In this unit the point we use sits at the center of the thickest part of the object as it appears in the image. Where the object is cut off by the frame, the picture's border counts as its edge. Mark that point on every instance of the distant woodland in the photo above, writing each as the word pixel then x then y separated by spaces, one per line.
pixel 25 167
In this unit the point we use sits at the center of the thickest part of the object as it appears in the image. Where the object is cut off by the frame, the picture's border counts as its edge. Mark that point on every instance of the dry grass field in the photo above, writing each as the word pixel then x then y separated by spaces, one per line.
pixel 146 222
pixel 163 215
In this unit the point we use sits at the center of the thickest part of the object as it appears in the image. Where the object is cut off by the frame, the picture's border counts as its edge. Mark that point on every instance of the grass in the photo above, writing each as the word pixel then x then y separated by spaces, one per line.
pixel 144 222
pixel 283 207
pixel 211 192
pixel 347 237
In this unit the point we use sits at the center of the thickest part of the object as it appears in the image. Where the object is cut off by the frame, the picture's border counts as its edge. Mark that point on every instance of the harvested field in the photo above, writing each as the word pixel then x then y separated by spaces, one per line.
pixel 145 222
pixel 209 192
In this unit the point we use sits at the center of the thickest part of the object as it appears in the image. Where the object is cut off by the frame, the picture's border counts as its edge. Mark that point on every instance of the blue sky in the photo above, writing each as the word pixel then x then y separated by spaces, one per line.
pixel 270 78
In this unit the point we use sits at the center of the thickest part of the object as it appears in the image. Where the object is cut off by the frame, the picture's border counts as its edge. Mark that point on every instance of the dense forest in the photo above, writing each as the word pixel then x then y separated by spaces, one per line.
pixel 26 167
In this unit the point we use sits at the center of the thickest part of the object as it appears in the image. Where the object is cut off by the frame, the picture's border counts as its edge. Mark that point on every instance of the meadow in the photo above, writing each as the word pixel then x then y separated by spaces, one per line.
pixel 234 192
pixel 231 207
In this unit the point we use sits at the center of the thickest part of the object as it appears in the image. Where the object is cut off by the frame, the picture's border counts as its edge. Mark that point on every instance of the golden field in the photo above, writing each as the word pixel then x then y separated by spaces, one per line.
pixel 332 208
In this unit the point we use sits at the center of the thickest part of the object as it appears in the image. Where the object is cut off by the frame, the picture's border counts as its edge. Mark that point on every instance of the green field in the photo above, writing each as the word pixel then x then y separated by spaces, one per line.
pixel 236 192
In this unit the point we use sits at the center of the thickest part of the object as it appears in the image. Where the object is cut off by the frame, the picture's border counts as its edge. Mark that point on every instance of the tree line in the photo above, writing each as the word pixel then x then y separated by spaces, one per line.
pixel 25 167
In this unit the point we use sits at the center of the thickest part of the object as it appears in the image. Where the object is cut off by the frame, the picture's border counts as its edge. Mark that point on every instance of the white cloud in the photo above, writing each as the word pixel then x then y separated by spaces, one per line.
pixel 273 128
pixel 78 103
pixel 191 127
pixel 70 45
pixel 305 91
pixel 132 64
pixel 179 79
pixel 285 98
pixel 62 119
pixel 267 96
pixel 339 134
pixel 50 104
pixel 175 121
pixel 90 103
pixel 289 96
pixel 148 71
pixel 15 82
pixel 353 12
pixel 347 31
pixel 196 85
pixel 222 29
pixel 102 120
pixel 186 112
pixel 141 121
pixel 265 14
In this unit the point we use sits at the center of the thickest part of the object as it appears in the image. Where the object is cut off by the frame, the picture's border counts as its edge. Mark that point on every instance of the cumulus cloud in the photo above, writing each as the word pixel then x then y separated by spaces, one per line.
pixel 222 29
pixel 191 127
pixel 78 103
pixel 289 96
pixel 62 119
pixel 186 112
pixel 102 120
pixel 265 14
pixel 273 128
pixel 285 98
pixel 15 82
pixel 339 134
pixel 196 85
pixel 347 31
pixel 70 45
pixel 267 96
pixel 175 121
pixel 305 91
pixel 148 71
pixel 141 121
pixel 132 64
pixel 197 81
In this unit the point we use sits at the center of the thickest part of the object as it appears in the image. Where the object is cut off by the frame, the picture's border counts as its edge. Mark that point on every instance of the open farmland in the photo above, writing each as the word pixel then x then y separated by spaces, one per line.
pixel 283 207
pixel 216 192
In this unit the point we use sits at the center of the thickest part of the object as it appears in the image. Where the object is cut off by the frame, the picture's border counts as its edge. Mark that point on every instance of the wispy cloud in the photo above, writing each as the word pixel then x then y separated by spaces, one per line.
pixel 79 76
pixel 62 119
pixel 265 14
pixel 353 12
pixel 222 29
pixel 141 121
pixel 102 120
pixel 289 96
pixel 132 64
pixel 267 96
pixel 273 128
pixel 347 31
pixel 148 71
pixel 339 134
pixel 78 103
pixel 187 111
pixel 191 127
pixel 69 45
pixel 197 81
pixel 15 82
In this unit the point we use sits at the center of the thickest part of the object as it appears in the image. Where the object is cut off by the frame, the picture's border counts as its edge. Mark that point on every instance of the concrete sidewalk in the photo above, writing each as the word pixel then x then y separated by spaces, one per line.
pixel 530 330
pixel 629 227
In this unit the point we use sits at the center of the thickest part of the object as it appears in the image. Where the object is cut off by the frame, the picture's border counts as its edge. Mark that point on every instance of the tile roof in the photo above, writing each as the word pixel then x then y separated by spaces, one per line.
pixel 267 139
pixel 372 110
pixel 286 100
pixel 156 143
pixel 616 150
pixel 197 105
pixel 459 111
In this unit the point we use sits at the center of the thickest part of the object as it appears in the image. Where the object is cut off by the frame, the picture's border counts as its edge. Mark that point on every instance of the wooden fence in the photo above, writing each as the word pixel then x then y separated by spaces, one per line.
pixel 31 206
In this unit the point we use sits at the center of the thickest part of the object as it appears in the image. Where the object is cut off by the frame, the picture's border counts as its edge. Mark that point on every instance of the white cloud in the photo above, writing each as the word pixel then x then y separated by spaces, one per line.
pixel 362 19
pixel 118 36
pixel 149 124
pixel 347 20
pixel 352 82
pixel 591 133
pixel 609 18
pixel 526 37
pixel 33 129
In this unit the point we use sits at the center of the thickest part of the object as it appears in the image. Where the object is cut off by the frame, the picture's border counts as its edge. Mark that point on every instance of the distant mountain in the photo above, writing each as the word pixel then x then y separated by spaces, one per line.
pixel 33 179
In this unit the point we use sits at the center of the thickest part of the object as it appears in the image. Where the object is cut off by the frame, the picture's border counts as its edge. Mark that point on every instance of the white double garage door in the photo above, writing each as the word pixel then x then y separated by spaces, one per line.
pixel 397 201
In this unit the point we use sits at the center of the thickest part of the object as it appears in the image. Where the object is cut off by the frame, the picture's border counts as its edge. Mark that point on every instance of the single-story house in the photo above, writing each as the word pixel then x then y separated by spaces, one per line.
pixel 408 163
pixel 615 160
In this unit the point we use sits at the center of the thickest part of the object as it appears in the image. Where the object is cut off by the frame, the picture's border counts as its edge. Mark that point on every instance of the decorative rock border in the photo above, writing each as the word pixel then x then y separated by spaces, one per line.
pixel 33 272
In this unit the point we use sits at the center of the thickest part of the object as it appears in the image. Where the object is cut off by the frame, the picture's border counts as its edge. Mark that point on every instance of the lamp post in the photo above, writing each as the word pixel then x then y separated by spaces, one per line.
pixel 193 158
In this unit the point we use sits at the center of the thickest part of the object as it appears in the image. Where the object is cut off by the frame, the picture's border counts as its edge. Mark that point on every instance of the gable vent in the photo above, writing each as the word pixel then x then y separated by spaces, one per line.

Action item –
Each line from the one that contains "of the lamp" through the last line of the listing above should be written out exactly, and no other line.

Answer section –
In this unit the point we use sits at the center of the thickest part of the object as it appears in the image. Where the object is cut off by the frame, the picture's border counts as its edge. Mark that point on every instance of the lamp post in the photo above, writing each as the word pixel then x then y separated by spaces, one per line.
pixel 193 158
In this unit the point we use sits at the center of the thickest part of the object as it appears in the image. Where the object is cut off by the frame, the picture's border counts as its edge. Mark that point on every instance of the gable vent in the photo above, writing each as the word pixel then x then y separated by spaces, one per line.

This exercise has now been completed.